*TEXTO DE ORIGEN*:
- - -
Llaman así los canonistas al que se atribuye la virtud de amansar a los animales más feroces, conjurar a los demonios, curar las enfermedades, y otras cosas por el estilo; por medio de fórmulas en prosa o en verso.
Los egipcios fueron muy dados a este género de supersticiones, y, entre ellos, abundaban los hechiceros que con evocaciones y cantos domesticaban laa serpientes. Durante su residencia en Egipto se contaminaron también los judíos con esta viciosa costumbre, y se dedicaron a estos prestigios, a pesar de las severas penas con que la Ley de Moisés los castigaba.
El error de atribuir una virtud divina a determinadas invocaciones, creen los escritores católicos que es debido al paganismo, diciendo que desde el momento en que el hombre se aparta de Dios y la inteligencia rechaza la fe, se divinizan todos los objetos y la imaginación se puebla de toda clase de ridículas supersticiones, observándose que las mayores de estas correponden a los tiempos en que menos fe ha habido.
- - -
Datos
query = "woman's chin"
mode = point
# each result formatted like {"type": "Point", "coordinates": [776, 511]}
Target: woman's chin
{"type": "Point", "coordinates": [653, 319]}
- - -
*TAREAS*:
A. Transcribe del texto sobre los hechiceros el fragmento que empieza con las palabras "El error de" y termina con "fe ha habido.".
B. Escribe lo que sigue al texto sobre los hechiceros a partir de su última oración.
Para este ejercicio no hace falta el material.

*RESULTADOS DEL EJERCICIO*:
A.
El error de atribuir una virtud divina a determinadas invocaciones, creen los escritores católicos que es debido al paganismo, diciendo que desde el momento en que el hombre se aparta de Dios y la inteligencia rechaza la fe, se divinizan todos los objetos y la imaginación se puebla de toda clase de ridículas supersticiones, observándose que las mayores de estas correponden a los tiempos en que menos fe ha habido.

B.
Hablando de estas supersticiones en Roma, dice Cantú, que, separado entonces de la fe el culto nacional, y mezclado con instrucciones extranjeras, dejaba abierta la puerta de mil supersticiones, al poder de potestades secretas, a una curiosidad mezquina de las cosas ocultas, a la manía de lo extravagante, motivo por el cual nunca se habían multiplicado tanto los prestigios, los oráculos, los hechizos y los misterios de las ciencias teúrgicas.
Bergier explica la creencia en los hechizos como fundados en la necesidad que siente la criatura racional de dirigirse a Dios en demanda de alivio a sus miserias y de satisfacción a sus necesidades, es decir, en la necesidad de la oración, que corrompida en su sentido y torcidamente interpretada, degenera en la hechicería.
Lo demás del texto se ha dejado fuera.